■ ТЕКСТ ДЛЯ ЧТЕНИЯ
....

Сущность конфликта власти и преступника.




Проблема преступности ждет своего разрешения с момента зарождения простейших форм власти. И многие работы по социальной философии безуспешно пытались ее решить, выявляя различные стороны этого конфликта. Некоторые обращали внимание лишь на общественную опасность преступлений, путая их с социальным насилием, другие же, замечали близость конфликтующих сторон.

Попробуем объединить разрозненные взгляды на преступность, выявив сущность этого явления. Мы не можем свести преступность к источнику общественной опасности, несмотря на то, что сегодня они во многом соприкасаются. Именно поэтому мы склонны ошибочно отождествлять преступность с социальным насилием (убийством, ограблением, мошенничеством), но такой подход имеет множество недостатков. Если мы, подобно Габриэлю Тарду, отнесемся к преступности как к явлению «социальному и одновременно антисоциальному»[1], то мы необходимо впадем в противоречие.

Лишь малый процент убийств и ограблений, произошедших в нашей истории, мы можем смело отнести к проявлениям преступности. То есть к таким действиям, которые осуждаются властью, которая считаем конкретно эти действия опасными для сохранения системы управления. Более того, многое из того, что когда-то считалось преступным, сегодня является столпами наших обществ. Преступность есть явление социальное лишь опосредованно, и гораздо больше относится к сфере политического.

Конфликт власти и преступника основан на их диалектическом противоречии. Именно поэтому полностью не представляется возможным. Устранив преступность, мы необходимо уничтожаем власть.

Чтобы лучше понять их конфликт, обратимся к определению власти. Власть означает любую возможность постоянно навязывать свою волю в рамках социальных отношений вопреки сопротивлению и независимо от того, на чём эта возможность основана. Сопротивлением здесь выступает именно преступность.

....

■ ЗАДАНИЯ
A. Повторите фрагмент текста о конфликте власти и преступника, начиная со слов «Конфликт власти и» и заканчивая словами «необходимо уничтожаем власть.».
B. Ответьте по тексту о конфликте власти и преступника:
(i) Кто, по словам текста, относился к преступности как к явлению «социальному и одновременно антисоциальному»?
(ii) Какие три действия текст приводит в скобках как примеры социального насилия?
(iii) Что, согласно тексту, выступает сопротивлением в определении власти?
Приведенные далее строки взяты из другого источника.

Фрагменты данных о размеченных областях

....

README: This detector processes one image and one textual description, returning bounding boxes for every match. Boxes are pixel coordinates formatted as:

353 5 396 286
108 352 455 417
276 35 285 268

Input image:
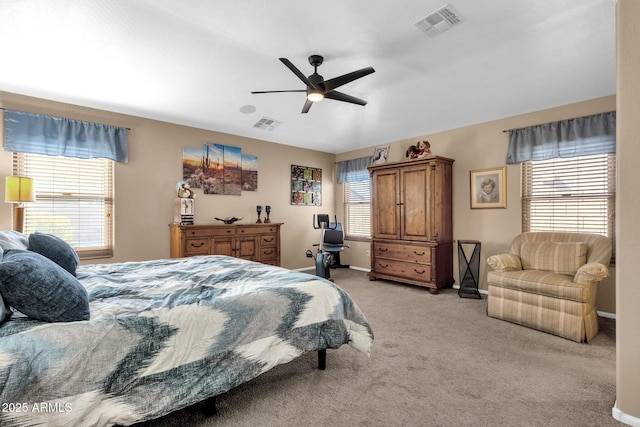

....

■ ОТВЕТЫ К ЗАДАНИЯМ
A.
Конфликт власти и преступника основан на их диалектическом противоречии. Именно поэтому полностью не представляется возможным. Устранив преступность, мы необходимо уничтожаем власть.

B.
(i) Габриэль Тард.
(ii) Убийство, ограбление, мошенничество.
(iii) Преступность.